(Material to process Opens)

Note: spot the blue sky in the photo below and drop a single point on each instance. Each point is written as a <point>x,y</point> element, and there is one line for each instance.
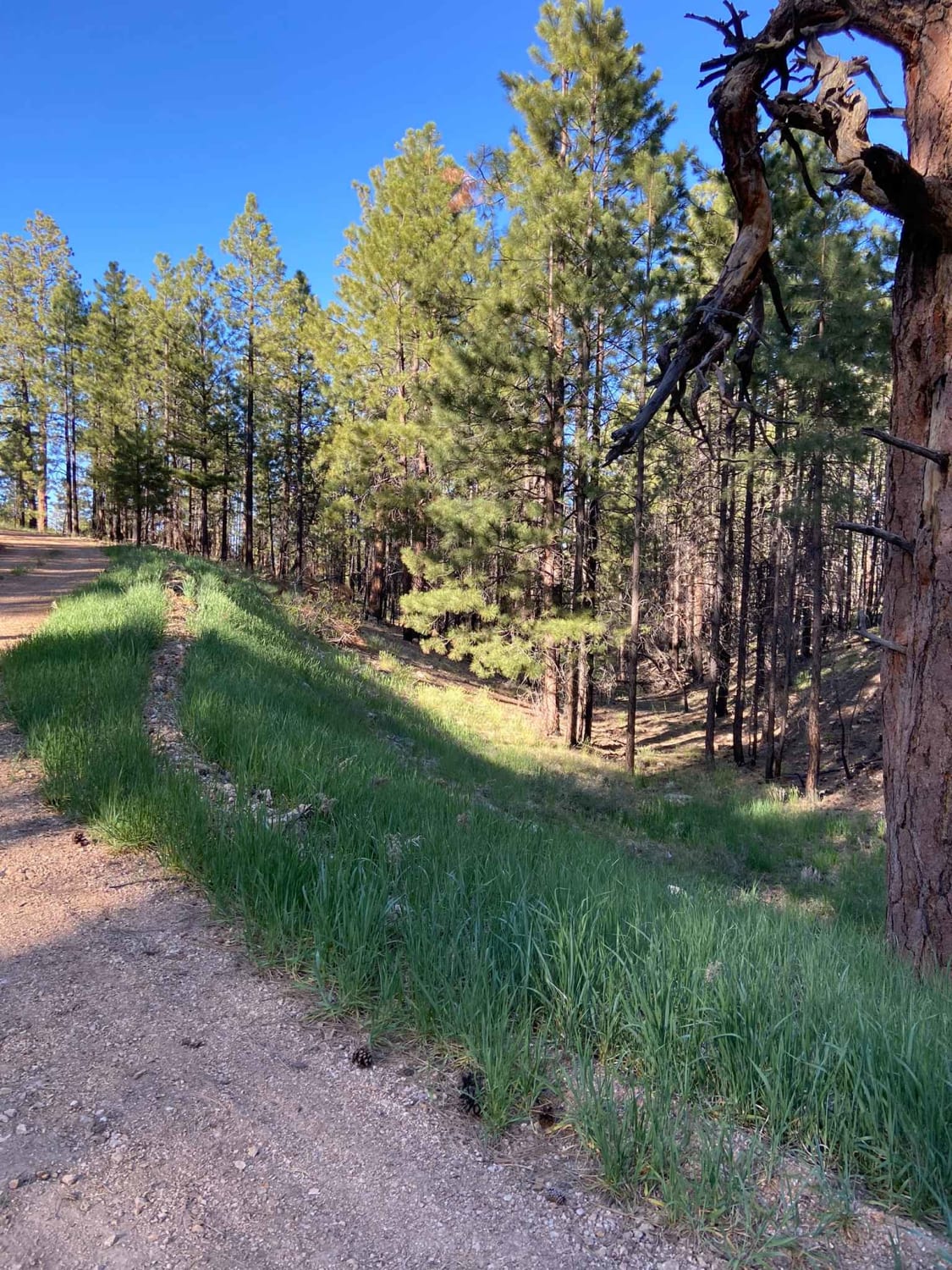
<point>140,126</point>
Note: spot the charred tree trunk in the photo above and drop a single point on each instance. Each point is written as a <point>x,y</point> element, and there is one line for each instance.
<point>250,455</point>
<point>632,650</point>
<point>812,716</point>
<point>918,589</point>
<point>743,617</point>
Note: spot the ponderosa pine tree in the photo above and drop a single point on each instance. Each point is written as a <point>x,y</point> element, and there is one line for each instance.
<point>918,190</point>
<point>550,340</point>
<point>69,315</point>
<point>251,284</point>
<point>30,268</point>
<point>410,266</point>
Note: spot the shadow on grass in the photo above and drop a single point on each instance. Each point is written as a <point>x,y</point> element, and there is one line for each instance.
<point>434,892</point>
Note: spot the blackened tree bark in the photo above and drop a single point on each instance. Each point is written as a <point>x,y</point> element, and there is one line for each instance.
<point>918,586</point>
<point>812,714</point>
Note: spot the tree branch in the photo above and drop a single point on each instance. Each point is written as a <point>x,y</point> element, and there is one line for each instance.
<point>873,531</point>
<point>934,456</point>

(Material to process Closes)

All of the material above is to be copied exactly, with no pictures.

Note: spot the blue sky in the photo below and drop a single point on each instance. Each point is written as a <point>x,y</point> element, and there is one line for each instance.
<point>140,126</point>
Note: spot the charred tree trunk in the photo above and drop a single point on each instance. Each point is written as a <point>x,y</point> element, and there is one line for each instance.
<point>250,455</point>
<point>632,650</point>
<point>812,716</point>
<point>918,589</point>
<point>743,617</point>
Note: spot the ponderosa pine tree in the photo above and drop a single point on each instance. Each point is written as a <point>x,y</point> element, and there is one line for each instance.
<point>918,190</point>
<point>550,340</point>
<point>69,315</point>
<point>251,284</point>
<point>30,268</point>
<point>410,266</point>
Note: spot the shadow on grass in the photo above and drop a single point on each instance. Each point is written as a <point>x,y</point> element, and there is one line for each instance.
<point>434,892</point>
Note: spot the blackened tree bark in the photo above and drop a single point on each instance. Each point is written as a <point>x,y</point> element, and there is one line for each instance.
<point>918,586</point>
<point>812,714</point>
Note: spot the tree branch in the photo above and drop a single point on each instance. Each point is written as a <point>x,y</point> element, and there is one line for each instance.
<point>873,531</point>
<point>934,456</point>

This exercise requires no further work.